* THE TASK
Reproduce the lines below from the one containing "Note: point at the stork's" through the end of the records, including the request text, and multiply every point coordinate in the answers by 0.65, rounding to whole numbers with halves going up.

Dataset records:
++++++++
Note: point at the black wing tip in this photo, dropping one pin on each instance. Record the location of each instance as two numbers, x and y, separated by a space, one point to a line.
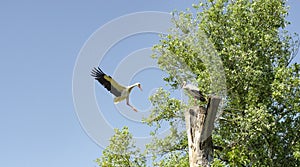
97 72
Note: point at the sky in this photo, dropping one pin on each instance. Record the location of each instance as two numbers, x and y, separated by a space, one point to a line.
40 42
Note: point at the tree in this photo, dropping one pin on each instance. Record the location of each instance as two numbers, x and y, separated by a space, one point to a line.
121 151
260 120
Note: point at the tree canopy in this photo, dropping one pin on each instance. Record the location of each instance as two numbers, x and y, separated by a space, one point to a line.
244 47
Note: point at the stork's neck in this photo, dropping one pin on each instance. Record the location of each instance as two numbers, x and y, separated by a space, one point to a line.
132 86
++++++++
* EXPECTED ANSWER
Note: point at the stork's neck in this photo, dropping one pin on each instance. Record the location of each instance as two numbers, x and y, separated by a space, one point to a line.
86 56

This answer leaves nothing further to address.